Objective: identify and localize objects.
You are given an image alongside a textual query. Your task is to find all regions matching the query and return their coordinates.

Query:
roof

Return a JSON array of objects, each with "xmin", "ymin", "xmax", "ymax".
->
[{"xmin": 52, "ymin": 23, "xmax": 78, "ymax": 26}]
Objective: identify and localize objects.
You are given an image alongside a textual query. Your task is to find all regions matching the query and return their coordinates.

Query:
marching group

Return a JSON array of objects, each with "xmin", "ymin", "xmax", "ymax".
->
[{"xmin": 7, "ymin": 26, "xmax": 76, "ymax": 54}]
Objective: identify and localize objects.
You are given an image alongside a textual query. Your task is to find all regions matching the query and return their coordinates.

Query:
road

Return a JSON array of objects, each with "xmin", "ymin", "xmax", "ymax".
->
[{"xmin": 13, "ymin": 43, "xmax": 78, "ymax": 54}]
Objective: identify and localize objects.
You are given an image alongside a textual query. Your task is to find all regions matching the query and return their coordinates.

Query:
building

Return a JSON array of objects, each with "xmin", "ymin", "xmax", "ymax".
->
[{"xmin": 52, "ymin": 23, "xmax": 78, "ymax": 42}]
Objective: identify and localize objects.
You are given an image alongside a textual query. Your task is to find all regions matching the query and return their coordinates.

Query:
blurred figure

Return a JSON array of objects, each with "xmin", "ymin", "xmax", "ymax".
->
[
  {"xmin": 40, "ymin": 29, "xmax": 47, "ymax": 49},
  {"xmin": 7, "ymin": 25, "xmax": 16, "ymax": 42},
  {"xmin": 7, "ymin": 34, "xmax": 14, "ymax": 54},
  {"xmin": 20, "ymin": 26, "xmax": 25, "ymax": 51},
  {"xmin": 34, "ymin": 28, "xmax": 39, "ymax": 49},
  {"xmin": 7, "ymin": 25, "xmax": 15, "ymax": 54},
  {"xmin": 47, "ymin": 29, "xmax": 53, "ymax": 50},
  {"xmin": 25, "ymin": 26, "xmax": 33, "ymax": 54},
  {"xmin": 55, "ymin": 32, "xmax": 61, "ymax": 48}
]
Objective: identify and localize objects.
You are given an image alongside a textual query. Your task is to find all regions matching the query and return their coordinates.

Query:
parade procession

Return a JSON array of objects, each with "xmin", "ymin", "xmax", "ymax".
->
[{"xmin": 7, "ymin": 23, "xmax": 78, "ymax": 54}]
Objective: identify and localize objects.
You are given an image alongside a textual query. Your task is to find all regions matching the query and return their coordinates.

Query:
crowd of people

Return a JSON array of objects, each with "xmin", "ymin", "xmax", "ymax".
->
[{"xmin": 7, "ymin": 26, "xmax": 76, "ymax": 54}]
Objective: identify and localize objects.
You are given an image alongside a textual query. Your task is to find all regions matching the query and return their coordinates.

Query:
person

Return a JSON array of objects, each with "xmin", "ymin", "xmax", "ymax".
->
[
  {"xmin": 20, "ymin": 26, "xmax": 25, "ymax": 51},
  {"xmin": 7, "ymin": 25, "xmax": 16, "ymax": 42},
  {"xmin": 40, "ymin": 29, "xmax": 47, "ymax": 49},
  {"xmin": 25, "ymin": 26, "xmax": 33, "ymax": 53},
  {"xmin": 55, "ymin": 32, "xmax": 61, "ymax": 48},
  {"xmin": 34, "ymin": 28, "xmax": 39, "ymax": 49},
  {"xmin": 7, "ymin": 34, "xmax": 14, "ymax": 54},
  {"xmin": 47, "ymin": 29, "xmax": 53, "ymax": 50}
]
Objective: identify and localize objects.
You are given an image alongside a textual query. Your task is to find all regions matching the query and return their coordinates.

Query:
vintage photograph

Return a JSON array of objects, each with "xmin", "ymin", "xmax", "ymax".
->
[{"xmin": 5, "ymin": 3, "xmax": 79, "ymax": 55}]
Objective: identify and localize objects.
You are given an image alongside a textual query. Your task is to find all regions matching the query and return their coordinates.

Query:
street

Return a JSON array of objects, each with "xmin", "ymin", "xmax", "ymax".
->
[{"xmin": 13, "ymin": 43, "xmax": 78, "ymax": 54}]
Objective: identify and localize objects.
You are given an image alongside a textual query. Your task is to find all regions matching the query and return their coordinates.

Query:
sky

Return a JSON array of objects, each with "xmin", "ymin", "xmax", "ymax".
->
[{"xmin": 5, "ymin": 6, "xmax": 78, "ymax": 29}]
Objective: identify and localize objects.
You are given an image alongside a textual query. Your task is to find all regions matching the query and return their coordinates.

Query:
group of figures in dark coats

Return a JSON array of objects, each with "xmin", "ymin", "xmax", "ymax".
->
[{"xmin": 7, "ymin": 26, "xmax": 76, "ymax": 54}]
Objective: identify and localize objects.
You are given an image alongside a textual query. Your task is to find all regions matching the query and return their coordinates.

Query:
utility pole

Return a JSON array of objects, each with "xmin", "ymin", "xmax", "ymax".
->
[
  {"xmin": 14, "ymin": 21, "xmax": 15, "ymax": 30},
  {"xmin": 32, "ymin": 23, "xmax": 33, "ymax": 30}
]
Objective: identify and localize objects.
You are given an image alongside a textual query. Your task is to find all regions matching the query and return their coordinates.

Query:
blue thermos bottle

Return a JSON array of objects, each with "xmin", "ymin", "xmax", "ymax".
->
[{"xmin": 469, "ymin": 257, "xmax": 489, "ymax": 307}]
=====
* [What the task asks]: Pull out every line of the entries above that contains the word "group", copying each line in full.

* [Output below]:
marching group
group of figures in dark coats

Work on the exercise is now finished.